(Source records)
************

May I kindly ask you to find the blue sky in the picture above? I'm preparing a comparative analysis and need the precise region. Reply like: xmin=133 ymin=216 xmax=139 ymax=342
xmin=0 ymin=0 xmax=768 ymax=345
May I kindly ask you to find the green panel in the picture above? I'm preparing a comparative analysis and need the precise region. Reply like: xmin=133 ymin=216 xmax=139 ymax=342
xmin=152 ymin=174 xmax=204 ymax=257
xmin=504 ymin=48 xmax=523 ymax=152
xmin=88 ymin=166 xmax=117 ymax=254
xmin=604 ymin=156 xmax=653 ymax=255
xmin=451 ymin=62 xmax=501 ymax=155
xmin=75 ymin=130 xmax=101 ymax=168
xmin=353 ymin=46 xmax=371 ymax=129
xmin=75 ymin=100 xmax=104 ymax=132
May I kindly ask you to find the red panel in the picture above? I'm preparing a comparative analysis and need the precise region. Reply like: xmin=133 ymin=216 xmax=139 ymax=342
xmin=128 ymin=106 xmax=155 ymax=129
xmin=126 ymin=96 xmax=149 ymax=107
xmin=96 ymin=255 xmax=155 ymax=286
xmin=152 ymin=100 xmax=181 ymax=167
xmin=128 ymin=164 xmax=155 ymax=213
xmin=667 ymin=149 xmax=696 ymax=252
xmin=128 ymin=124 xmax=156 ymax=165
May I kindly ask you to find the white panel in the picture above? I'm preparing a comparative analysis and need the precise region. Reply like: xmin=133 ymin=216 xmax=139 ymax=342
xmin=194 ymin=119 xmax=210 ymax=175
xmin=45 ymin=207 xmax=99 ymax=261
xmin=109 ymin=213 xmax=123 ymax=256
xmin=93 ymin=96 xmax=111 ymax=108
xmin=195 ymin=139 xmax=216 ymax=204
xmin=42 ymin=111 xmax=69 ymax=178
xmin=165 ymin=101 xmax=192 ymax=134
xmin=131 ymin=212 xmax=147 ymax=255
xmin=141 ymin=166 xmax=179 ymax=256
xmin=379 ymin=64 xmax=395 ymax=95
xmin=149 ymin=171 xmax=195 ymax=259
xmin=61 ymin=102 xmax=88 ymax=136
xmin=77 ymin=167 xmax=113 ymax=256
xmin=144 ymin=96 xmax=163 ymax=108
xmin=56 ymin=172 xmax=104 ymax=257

************

◆ **AIM OF THE EXERCISE**
Reproduce the records with "comparative analysis" changed to "side-by-side review" wherever it occurs, keeping every other line and character the same.

◆ **FULL OUTPUT**
May I kindly ask you to find the blue sky in the picture above? I'm preparing a side-by-side review and need the precise region. Reply like: xmin=133 ymin=216 xmax=139 ymax=342
xmin=0 ymin=0 xmax=768 ymax=345
May I kindly ask you to find the green panel in the picture above? I'm preparing a side-by-side review and need the precise region. Reply like: xmin=133 ymin=216 xmax=139 ymax=342
xmin=152 ymin=174 xmax=204 ymax=257
xmin=504 ymin=48 xmax=523 ymax=152
xmin=88 ymin=166 xmax=117 ymax=254
xmin=604 ymin=156 xmax=653 ymax=255
xmin=451 ymin=62 xmax=501 ymax=155
xmin=75 ymin=130 xmax=101 ymax=168
xmin=353 ymin=46 xmax=371 ymax=129
xmin=75 ymin=100 xmax=104 ymax=132
May I kindly ask you to find the red panel in the picture above? I'm preparing a side-by-side review and need the precise region. Reply like: xmin=133 ymin=216 xmax=139 ymax=342
xmin=128 ymin=106 xmax=155 ymax=129
xmin=126 ymin=96 xmax=149 ymax=107
xmin=96 ymin=255 xmax=155 ymax=286
xmin=152 ymin=100 xmax=181 ymax=167
xmin=128 ymin=164 xmax=155 ymax=213
xmin=667 ymin=149 xmax=696 ymax=252
xmin=128 ymin=124 xmax=156 ymax=165
May I kindly ask you to find the white panel in the picture above? I'm preparing a side-by-side review and need the precise region. Reply like: xmin=133 ymin=216 xmax=139 ymax=342
xmin=194 ymin=119 xmax=210 ymax=175
xmin=45 ymin=207 xmax=99 ymax=261
xmin=109 ymin=213 xmax=123 ymax=256
xmin=93 ymin=96 xmax=111 ymax=108
xmin=195 ymin=139 xmax=216 ymax=204
xmin=42 ymin=111 xmax=69 ymax=178
xmin=165 ymin=101 xmax=192 ymax=134
xmin=131 ymin=212 xmax=147 ymax=255
xmin=141 ymin=166 xmax=179 ymax=256
xmin=379 ymin=64 xmax=395 ymax=95
xmin=149 ymin=171 xmax=195 ymax=259
xmin=61 ymin=102 xmax=88 ymax=136
xmin=77 ymin=167 xmax=113 ymax=256
xmin=144 ymin=96 xmax=163 ymax=108
xmin=56 ymin=172 xmax=104 ymax=257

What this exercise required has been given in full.